(Referring expression pointing data)
--*--
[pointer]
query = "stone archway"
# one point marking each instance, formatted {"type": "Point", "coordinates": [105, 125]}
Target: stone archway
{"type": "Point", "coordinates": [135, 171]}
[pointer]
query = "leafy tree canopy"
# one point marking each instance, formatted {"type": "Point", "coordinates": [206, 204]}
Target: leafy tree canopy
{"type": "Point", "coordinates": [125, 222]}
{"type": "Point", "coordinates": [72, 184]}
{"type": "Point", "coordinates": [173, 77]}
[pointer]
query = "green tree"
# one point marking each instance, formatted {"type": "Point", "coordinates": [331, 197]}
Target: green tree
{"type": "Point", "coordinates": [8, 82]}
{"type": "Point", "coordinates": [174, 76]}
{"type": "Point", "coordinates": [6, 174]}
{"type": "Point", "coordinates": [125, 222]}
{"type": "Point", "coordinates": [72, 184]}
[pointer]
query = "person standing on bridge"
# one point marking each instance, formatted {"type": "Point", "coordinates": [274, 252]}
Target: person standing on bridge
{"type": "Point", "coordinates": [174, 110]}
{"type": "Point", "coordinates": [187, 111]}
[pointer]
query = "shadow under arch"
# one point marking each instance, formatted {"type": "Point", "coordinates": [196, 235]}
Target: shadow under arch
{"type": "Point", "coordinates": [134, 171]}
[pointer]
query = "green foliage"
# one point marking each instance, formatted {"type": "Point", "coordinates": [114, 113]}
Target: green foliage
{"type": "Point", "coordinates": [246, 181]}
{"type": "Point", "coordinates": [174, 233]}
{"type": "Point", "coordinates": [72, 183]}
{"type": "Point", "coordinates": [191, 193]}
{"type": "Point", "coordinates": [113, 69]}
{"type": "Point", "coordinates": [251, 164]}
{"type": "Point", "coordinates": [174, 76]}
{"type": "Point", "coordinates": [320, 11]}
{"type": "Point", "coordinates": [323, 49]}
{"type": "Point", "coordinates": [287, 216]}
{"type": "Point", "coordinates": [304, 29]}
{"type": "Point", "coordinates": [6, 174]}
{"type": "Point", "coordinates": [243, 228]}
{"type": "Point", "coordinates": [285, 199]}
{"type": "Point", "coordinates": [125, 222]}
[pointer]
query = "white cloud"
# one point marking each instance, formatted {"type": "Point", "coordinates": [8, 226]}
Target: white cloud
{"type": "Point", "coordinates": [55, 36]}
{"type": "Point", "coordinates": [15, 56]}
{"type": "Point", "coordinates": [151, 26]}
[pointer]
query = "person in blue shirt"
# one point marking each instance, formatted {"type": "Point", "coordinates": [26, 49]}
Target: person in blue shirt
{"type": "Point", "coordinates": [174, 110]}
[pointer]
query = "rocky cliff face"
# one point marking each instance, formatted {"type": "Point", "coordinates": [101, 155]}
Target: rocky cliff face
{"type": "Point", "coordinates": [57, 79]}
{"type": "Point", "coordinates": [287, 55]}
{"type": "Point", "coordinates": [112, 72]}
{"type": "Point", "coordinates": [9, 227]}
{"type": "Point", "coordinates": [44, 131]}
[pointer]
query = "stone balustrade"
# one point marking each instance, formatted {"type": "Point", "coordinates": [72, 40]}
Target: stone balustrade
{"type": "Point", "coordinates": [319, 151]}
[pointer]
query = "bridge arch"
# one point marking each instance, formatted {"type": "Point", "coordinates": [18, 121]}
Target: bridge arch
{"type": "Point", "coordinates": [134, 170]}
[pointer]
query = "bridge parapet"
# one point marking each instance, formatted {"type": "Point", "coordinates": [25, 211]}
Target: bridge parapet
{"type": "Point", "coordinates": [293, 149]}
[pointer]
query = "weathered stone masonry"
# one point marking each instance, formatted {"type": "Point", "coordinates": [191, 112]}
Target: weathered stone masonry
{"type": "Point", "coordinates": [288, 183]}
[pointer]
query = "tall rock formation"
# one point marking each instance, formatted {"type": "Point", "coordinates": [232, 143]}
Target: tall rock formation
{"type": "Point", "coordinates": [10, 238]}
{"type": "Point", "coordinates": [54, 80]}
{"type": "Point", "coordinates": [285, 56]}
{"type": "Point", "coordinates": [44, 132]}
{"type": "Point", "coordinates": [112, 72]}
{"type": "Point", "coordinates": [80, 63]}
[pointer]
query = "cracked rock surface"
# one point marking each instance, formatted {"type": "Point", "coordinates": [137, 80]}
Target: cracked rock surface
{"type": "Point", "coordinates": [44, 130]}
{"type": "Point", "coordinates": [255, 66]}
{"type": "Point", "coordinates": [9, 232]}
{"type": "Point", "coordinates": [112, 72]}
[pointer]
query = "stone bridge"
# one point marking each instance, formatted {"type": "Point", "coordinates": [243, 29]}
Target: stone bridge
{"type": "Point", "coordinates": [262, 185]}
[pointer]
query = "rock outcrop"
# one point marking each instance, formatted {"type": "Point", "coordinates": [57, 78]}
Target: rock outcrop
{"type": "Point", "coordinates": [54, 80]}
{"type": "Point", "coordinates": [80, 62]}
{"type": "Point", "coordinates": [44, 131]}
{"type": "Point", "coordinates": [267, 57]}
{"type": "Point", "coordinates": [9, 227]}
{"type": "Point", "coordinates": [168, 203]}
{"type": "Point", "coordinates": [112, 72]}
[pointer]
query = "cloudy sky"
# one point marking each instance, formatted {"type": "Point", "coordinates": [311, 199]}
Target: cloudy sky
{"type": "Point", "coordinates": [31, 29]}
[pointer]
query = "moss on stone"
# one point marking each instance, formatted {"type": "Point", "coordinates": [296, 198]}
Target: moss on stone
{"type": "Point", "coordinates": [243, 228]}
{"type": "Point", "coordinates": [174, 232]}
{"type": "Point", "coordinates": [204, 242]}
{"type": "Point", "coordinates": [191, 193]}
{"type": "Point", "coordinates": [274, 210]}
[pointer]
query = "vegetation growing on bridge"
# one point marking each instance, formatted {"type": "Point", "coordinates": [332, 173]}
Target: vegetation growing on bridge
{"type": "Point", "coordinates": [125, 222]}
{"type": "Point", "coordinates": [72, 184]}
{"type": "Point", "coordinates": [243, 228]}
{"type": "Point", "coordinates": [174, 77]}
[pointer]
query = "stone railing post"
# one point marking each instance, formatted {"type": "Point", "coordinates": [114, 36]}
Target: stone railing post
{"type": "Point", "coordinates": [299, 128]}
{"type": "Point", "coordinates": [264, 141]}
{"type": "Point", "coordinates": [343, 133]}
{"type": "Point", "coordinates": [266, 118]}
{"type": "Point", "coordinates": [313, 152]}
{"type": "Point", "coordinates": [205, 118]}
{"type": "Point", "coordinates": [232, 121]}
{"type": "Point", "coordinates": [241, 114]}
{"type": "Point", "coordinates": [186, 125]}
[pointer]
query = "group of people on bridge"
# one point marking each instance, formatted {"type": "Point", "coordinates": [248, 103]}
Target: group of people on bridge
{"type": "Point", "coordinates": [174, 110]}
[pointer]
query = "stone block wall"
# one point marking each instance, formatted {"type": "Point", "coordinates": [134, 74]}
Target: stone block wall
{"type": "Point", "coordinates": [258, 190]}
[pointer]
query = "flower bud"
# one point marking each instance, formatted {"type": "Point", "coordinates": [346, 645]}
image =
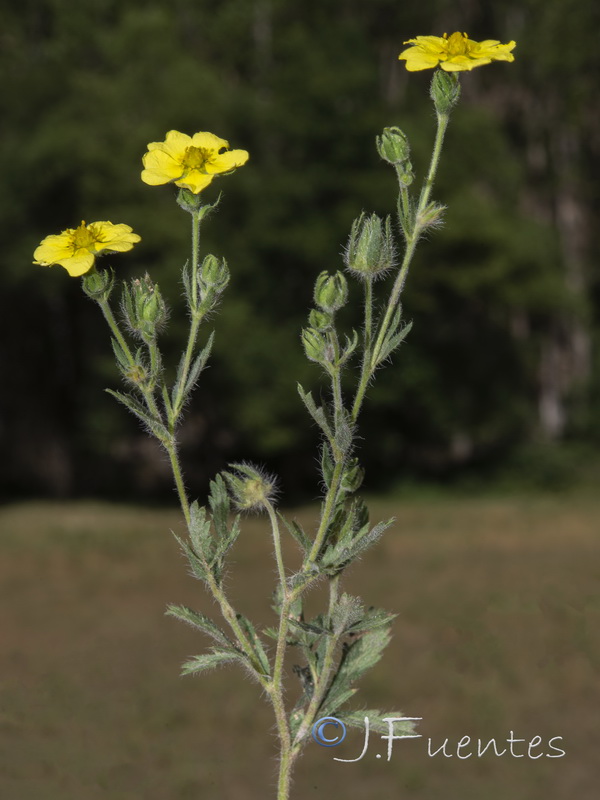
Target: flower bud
{"type": "Point", "coordinates": [99, 284]}
{"type": "Point", "coordinates": [320, 320]}
{"type": "Point", "coordinates": [317, 347]}
{"type": "Point", "coordinates": [353, 476]}
{"type": "Point", "coordinates": [431, 216]}
{"type": "Point", "coordinates": [370, 249]}
{"type": "Point", "coordinates": [188, 200]}
{"type": "Point", "coordinates": [393, 146]}
{"type": "Point", "coordinates": [251, 487]}
{"type": "Point", "coordinates": [331, 291]}
{"type": "Point", "coordinates": [445, 91]}
{"type": "Point", "coordinates": [213, 274]}
{"type": "Point", "coordinates": [144, 307]}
--*--
Aim of the task: Without including any picture, print every record exactly as written above.

Result for this exercise:
[pointer]
query = "stone archway"
# one point marking each instance, formatted {"type": "Point", "coordinates": [105, 125]}
Target: stone archway
{"type": "Point", "coordinates": [135, 171]}
[pointer]
query = "leafy tree canopy"
# one point marking each instance, formatted {"type": "Point", "coordinates": [206, 204]}
Target: leafy tree canopy
{"type": "Point", "coordinates": [125, 222]}
{"type": "Point", "coordinates": [72, 184]}
{"type": "Point", "coordinates": [173, 77]}
[pointer]
query = "green tree"
# one point marking each instance, formatted {"type": "Point", "coordinates": [331, 197]}
Target: green tree
{"type": "Point", "coordinates": [8, 82]}
{"type": "Point", "coordinates": [174, 76]}
{"type": "Point", "coordinates": [6, 174]}
{"type": "Point", "coordinates": [125, 222]}
{"type": "Point", "coordinates": [72, 184]}
[pointer]
query = "person standing on bridge"
# one point marking each instance, formatted {"type": "Point", "coordinates": [274, 252]}
Target: person standing on bridge
{"type": "Point", "coordinates": [174, 110]}
{"type": "Point", "coordinates": [187, 111]}
[pointer]
query = "shadow under arch"
# one point marking each instance, formatted {"type": "Point", "coordinates": [196, 235]}
Target: shadow under arch
{"type": "Point", "coordinates": [134, 171]}
[pointer]
query = "green foliage"
# one point marking each instance, formatted {"type": "Point", "coordinates": [114, 113]}
Target: green foliage
{"type": "Point", "coordinates": [246, 181]}
{"type": "Point", "coordinates": [174, 233]}
{"type": "Point", "coordinates": [72, 183]}
{"type": "Point", "coordinates": [191, 193]}
{"type": "Point", "coordinates": [113, 69]}
{"type": "Point", "coordinates": [251, 164]}
{"type": "Point", "coordinates": [174, 76]}
{"type": "Point", "coordinates": [320, 11]}
{"type": "Point", "coordinates": [323, 49]}
{"type": "Point", "coordinates": [287, 216]}
{"type": "Point", "coordinates": [304, 29]}
{"type": "Point", "coordinates": [6, 174]}
{"type": "Point", "coordinates": [243, 228]}
{"type": "Point", "coordinates": [285, 199]}
{"type": "Point", "coordinates": [125, 222]}
[pointer]
query = "white cloud"
# one point marking each instance, formatted {"type": "Point", "coordinates": [8, 226]}
Target: white cloud
{"type": "Point", "coordinates": [55, 36]}
{"type": "Point", "coordinates": [15, 56]}
{"type": "Point", "coordinates": [151, 26]}
[pointer]
query = "person in blue shirt"
# one point marking each instance, formatted {"type": "Point", "coordinates": [26, 49]}
Target: person in blue shirt
{"type": "Point", "coordinates": [174, 110]}
[pointer]
query = "rocky cliff face"
# one point marking each instance, formatted {"type": "Point", "coordinates": [101, 155]}
Target: rocky cliff face
{"type": "Point", "coordinates": [57, 79]}
{"type": "Point", "coordinates": [287, 55]}
{"type": "Point", "coordinates": [112, 72]}
{"type": "Point", "coordinates": [9, 227]}
{"type": "Point", "coordinates": [44, 131]}
[pointer]
query = "stone balustrade"
# one point marking each instance, formatted {"type": "Point", "coordinates": [72, 40]}
Target: stone balustrade
{"type": "Point", "coordinates": [319, 151]}
[pointer]
query = "bridge arch"
# one point marking each instance, formatted {"type": "Point", "coordinates": [18, 121]}
Target: bridge arch
{"type": "Point", "coordinates": [134, 170]}
[pointer]
query = "bridge parapet"
# one point marking each instance, formatted {"type": "Point", "coordinates": [25, 211]}
Target: bridge parapet
{"type": "Point", "coordinates": [293, 149]}
[pointer]
query = "weathered stone masonry"
# one point marking each instance, formatted {"type": "Point", "coordinates": [191, 112]}
Target: weathered stone masonry
{"type": "Point", "coordinates": [288, 183]}
[pointer]
query = "tall rock formation"
# one point marking each instance, formatted {"type": "Point", "coordinates": [232, 143]}
Target: tall rock formation
{"type": "Point", "coordinates": [10, 238]}
{"type": "Point", "coordinates": [54, 80]}
{"type": "Point", "coordinates": [285, 56]}
{"type": "Point", "coordinates": [44, 132]}
{"type": "Point", "coordinates": [112, 72]}
{"type": "Point", "coordinates": [80, 63]}
[pointer]
query = "cracked rock surface"
# one point marking each instance, formatted {"type": "Point", "coordinates": [137, 80]}
Target: cracked rock surface
{"type": "Point", "coordinates": [44, 130]}
{"type": "Point", "coordinates": [255, 66]}
{"type": "Point", "coordinates": [9, 232]}
{"type": "Point", "coordinates": [112, 72]}
[pointer]
query = "stone bridge"
# one point marking each instance, formatted {"type": "Point", "coordinates": [243, 29]}
Target: stone bridge
{"type": "Point", "coordinates": [262, 185]}
[pointer]
query = "rock outcrop"
# one point marking each instance, formatted {"type": "Point", "coordinates": [57, 78]}
Target: rock outcrop
{"type": "Point", "coordinates": [54, 80]}
{"type": "Point", "coordinates": [80, 62]}
{"type": "Point", "coordinates": [44, 131]}
{"type": "Point", "coordinates": [267, 57]}
{"type": "Point", "coordinates": [9, 227]}
{"type": "Point", "coordinates": [168, 203]}
{"type": "Point", "coordinates": [112, 72]}
[pointer]
query = "cloudy sky"
# one point marking each instance, formatted {"type": "Point", "coordinates": [311, 199]}
Target: cloudy sky
{"type": "Point", "coordinates": [31, 29]}
[pointer]
query = "moss on stone"
# one point marking each instance, formatted {"type": "Point", "coordinates": [296, 198]}
Target: moss on stone
{"type": "Point", "coordinates": [243, 228]}
{"type": "Point", "coordinates": [174, 232]}
{"type": "Point", "coordinates": [204, 242]}
{"type": "Point", "coordinates": [191, 193]}
{"type": "Point", "coordinates": [274, 210]}
[pointer]
query = "vegetation growing on bridge"
# one point marking each instance, formatted {"type": "Point", "coordinates": [332, 173]}
Target: vegetation growing on bridge
{"type": "Point", "coordinates": [125, 222]}
{"type": "Point", "coordinates": [72, 184]}
{"type": "Point", "coordinates": [243, 228]}
{"type": "Point", "coordinates": [174, 77]}
[pointer]
query = "stone railing post"
# one point marking each instance, formatted {"type": "Point", "coordinates": [114, 36]}
Target: stone railing post
{"type": "Point", "coordinates": [299, 128]}
{"type": "Point", "coordinates": [264, 141]}
{"type": "Point", "coordinates": [343, 133]}
{"type": "Point", "coordinates": [266, 118]}
{"type": "Point", "coordinates": [313, 152]}
{"type": "Point", "coordinates": [205, 118]}
{"type": "Point", "coordinates": [232, 121]}
{"type": "Point", "coordinates": [241, 114]}
{"type": "Point", "coordinates": [186, 125]}
[pointer]
query = "group of people on bridge"
# one point marking each instance, formatted {"type": "Point", "coordinates": [248, 103]}
Target: group of people on bridge
{"type": "Point", "coordinates": [174, 110]}
[pointer]
query = "stone block wall"
# one point marking each instance, formatted {"type": "Point", "coordinates": [134, 74]}
Target: stone block wall
{"type": "Point", "coordinates": [258, 190]}
[pointer]
query = "flower bud"
# one point marking each instance, formatted {"type": "Point", "coordinates": [346, 645]}
image =
Target: flower bud
{"type": "Point", "coordinates": [99, 284]}
{"type": "Point", "coordinates": [320, 320]}
{"type": "Point", "coordinates": [317, 347]}
{"type": "Point", "coordinates": [353, 476]}
{"type": "Point", "coordinates": [431, 216]}
{"type": "Point", "coordinates": [370, 249]}
{"type": "Point", "coordinates": [188, 200]}
{"type": "Point", "coordinates": [393, 146]}
{"type": "Point", "coordinates": [251, 487]}
{"type": "Point", "coordinates": [331, 291]}
{"type": "Point", "coordinates": [445, 91]}
{"type": "Point", "coordinates": [213, 274]}
{"type": "Point", "coordinates": [144, 307]}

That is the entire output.